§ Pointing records
—————

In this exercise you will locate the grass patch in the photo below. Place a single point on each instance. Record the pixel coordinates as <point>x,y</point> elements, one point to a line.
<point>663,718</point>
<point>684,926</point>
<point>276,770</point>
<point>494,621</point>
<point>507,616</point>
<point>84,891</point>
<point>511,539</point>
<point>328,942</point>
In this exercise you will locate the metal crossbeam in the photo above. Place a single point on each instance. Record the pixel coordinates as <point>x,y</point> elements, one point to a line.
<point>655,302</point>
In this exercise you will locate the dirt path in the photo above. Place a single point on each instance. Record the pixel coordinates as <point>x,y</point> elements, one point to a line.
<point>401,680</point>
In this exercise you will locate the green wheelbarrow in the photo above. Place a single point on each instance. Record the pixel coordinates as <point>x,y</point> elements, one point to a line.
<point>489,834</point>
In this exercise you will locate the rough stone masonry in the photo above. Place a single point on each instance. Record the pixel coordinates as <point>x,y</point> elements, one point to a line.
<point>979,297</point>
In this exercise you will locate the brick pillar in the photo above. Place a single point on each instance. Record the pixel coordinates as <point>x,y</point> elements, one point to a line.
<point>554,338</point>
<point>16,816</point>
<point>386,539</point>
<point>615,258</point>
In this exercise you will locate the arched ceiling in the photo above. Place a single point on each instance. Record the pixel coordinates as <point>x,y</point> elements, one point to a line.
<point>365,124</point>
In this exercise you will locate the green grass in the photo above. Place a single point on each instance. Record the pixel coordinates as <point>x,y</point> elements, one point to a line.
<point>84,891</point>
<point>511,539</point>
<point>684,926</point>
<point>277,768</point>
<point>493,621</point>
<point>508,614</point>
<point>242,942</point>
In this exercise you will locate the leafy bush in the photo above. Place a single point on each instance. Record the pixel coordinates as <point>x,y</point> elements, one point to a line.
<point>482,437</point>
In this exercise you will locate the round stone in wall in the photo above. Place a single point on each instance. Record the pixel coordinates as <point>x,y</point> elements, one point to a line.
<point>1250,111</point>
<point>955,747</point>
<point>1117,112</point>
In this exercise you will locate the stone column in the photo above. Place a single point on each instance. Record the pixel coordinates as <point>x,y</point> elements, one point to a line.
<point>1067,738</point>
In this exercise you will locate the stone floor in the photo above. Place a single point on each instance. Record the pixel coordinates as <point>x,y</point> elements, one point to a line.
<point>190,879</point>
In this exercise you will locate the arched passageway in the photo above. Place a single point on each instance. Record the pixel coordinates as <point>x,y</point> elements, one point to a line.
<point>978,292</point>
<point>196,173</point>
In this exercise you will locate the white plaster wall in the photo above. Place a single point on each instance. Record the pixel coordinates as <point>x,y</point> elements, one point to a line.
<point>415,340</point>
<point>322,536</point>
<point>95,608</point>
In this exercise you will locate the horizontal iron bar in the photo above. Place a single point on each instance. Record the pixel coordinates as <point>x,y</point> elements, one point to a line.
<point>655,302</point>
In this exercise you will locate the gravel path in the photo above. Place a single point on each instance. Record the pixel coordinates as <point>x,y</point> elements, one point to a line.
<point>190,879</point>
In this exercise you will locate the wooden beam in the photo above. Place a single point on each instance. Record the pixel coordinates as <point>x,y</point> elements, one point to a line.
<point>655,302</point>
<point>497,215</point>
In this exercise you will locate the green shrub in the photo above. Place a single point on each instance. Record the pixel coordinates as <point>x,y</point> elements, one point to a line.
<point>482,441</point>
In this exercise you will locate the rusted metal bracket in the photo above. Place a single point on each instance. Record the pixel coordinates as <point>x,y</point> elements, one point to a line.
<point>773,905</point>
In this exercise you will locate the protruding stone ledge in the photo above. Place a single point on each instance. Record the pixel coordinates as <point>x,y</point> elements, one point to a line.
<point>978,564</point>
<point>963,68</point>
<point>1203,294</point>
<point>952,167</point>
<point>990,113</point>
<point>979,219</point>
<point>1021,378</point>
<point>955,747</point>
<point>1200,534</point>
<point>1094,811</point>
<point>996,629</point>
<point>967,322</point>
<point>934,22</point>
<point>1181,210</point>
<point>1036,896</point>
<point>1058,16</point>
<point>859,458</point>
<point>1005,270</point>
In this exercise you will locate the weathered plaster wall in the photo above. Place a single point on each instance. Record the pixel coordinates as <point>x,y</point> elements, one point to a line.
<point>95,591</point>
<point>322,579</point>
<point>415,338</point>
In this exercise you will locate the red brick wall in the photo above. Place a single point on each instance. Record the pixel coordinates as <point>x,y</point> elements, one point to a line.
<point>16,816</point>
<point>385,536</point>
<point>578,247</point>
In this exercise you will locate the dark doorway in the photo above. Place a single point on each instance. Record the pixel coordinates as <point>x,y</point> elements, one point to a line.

—————

§ THE PROBLEM
Lay out the records starting at the line that contains "In this exercise you will locate the rough" and ending at the line that contains "<point>365,124</point>" as a two-column CSV with the headers instruction and points, one row for each record. Enclose every field in double quotation marks, and replace any line breaks inside a field with spaces.

§ RESULT FOR THIS EXERCISE
instruction,points
"In this exercise you will locate the rough stone masonry in the photo above. Place a single point on each instance. Record the pixel coordinates as <point>x,y</point> elements, one point to a line.","<point>979,297</point>"
"In this exercise you will locate the brick pillar in the photo above. Place a single point on each instance. Record the pixel coordinates as <point>x,y</point> elements, one point to a line.","<point>554,338</point> <point>16,816</point> <point>386,539</point> <point>615,258</point>"
"In this exercise you will locate the arched ceiling in the photo above. Place a single point on each instance. Record the pixel coordinates as <point>x,y</point> elements, one point to a line.","<point>365,124</point>"